▸ INFORMATION GIVEN:
╔══
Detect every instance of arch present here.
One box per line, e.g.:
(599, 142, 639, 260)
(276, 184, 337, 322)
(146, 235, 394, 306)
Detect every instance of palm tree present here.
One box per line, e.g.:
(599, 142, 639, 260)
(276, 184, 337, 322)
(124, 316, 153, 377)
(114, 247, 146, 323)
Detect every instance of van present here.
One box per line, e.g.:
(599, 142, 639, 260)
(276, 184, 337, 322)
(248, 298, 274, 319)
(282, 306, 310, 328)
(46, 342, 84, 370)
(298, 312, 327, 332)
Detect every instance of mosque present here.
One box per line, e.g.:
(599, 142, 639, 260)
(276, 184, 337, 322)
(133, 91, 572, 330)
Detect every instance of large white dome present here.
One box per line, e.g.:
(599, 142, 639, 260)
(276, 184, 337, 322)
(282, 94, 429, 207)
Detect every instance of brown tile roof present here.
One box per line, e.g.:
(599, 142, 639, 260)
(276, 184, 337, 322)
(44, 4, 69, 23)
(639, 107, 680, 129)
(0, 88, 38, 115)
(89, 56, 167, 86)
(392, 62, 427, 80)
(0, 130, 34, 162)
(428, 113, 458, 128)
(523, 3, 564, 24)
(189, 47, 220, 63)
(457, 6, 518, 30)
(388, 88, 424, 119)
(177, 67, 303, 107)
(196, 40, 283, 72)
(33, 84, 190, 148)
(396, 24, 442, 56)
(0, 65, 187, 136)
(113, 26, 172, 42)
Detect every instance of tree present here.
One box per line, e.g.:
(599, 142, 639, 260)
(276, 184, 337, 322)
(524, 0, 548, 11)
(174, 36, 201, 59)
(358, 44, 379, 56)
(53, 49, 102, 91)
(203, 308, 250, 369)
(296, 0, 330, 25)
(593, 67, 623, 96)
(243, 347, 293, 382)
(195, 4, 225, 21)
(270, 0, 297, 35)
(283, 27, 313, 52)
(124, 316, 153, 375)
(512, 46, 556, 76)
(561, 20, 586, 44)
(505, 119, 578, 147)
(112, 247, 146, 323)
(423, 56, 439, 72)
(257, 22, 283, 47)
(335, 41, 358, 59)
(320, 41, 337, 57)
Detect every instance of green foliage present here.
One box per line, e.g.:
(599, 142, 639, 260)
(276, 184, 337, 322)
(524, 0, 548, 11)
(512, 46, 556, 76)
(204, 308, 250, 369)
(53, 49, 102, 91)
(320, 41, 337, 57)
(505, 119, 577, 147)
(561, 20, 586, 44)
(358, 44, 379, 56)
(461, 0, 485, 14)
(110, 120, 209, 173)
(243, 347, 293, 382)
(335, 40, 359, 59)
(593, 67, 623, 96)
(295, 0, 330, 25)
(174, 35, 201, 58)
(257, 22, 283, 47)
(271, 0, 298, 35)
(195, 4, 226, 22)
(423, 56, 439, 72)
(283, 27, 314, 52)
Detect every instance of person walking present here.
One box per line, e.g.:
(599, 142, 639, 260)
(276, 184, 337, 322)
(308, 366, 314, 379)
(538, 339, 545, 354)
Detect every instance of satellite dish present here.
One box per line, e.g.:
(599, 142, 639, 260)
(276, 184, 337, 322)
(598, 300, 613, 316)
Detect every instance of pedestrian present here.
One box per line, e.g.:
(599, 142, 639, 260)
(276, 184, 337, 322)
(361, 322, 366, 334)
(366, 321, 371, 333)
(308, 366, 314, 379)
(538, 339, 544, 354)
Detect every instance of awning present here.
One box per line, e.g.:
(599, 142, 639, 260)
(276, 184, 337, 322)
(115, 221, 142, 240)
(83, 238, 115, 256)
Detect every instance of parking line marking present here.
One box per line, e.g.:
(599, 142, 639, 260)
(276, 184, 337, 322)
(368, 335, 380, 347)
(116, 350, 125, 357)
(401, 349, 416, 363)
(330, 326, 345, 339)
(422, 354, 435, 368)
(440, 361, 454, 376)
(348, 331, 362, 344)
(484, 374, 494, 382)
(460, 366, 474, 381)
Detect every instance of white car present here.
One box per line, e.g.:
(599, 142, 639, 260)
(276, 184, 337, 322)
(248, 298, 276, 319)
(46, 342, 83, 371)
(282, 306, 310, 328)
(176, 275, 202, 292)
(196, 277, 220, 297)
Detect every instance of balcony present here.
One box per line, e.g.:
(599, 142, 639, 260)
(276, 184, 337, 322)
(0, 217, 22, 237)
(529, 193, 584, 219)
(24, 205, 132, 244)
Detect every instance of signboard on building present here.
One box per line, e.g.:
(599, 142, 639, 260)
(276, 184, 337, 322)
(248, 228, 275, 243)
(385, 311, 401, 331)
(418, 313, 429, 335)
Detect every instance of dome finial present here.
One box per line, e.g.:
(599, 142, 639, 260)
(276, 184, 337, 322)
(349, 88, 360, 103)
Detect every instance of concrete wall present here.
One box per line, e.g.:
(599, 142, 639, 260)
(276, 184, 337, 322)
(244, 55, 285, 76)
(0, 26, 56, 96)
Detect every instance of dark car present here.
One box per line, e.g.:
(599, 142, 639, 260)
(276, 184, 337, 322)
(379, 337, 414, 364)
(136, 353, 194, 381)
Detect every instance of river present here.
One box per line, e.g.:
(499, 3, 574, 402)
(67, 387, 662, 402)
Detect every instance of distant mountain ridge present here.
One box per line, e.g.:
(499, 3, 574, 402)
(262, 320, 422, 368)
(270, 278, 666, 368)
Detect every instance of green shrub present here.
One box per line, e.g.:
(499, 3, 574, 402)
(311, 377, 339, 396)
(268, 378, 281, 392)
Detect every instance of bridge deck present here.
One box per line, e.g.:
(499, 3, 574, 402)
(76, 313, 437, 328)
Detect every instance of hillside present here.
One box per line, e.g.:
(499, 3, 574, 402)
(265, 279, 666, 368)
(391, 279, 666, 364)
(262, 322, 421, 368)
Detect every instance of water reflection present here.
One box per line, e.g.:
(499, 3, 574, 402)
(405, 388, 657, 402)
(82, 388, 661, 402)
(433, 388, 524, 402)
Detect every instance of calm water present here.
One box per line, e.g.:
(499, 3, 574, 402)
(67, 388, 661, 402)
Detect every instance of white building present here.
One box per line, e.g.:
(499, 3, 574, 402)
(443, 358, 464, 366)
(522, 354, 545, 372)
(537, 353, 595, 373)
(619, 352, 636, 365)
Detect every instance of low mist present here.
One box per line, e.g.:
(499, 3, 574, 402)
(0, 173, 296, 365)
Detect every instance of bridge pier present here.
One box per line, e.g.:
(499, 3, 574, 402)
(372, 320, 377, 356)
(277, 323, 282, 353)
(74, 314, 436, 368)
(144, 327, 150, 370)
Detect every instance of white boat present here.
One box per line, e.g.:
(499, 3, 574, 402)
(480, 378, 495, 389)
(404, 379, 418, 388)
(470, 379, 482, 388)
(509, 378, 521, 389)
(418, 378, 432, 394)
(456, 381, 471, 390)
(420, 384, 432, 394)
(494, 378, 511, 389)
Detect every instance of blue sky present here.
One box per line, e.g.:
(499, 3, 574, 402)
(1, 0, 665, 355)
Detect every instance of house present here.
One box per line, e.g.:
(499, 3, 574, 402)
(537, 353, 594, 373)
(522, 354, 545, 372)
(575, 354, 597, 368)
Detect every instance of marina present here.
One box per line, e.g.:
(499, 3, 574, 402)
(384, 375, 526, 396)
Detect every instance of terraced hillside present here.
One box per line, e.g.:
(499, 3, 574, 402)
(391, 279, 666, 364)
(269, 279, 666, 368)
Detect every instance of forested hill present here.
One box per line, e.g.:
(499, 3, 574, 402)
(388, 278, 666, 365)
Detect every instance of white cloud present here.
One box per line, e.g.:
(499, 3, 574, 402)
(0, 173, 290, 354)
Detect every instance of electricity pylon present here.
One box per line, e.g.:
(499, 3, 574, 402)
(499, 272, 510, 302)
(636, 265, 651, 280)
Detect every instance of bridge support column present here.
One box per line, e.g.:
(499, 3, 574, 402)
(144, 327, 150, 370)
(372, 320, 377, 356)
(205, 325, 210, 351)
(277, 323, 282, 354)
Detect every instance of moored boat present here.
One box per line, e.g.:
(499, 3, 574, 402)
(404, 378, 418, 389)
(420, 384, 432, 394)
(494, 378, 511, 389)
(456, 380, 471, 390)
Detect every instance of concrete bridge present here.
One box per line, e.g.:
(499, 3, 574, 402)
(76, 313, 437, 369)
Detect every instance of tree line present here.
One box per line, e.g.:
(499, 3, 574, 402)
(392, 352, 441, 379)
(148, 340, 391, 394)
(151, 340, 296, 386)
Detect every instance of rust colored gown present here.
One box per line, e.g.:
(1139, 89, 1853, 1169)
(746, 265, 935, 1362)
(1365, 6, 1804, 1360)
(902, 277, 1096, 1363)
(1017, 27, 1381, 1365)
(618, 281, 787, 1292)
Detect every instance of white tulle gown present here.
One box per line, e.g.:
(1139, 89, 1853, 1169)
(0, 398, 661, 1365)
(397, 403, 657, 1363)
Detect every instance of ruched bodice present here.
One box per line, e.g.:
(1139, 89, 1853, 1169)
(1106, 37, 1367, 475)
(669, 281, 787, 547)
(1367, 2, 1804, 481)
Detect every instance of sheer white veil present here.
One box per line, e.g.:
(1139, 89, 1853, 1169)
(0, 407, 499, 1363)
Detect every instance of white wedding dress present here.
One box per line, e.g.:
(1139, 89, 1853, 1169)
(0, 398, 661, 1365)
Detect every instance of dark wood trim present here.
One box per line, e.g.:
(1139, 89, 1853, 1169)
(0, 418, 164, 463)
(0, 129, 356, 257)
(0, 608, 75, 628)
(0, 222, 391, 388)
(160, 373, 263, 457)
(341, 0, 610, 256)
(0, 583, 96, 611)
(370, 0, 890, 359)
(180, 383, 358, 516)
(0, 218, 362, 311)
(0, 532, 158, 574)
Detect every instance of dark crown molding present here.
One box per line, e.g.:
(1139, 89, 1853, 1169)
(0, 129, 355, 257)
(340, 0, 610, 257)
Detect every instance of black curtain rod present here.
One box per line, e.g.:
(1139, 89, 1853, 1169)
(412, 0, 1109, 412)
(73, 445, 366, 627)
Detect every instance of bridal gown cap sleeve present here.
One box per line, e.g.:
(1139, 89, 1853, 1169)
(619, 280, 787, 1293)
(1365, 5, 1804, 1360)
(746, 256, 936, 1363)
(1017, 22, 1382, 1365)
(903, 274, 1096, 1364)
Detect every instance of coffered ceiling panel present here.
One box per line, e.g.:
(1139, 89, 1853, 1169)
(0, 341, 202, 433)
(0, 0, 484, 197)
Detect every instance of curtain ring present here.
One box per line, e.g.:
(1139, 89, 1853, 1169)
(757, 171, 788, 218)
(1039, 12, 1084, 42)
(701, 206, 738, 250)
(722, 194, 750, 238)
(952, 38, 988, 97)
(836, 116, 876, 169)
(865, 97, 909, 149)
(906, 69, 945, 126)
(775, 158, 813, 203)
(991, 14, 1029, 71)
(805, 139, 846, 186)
╚══
▸ TASK DETAILS: Return each line from the entries above that includes "boat".

▸ REPLY TO THE TASK:
Detect every instance of white boat present here.
Detect every instance of moored boat present here.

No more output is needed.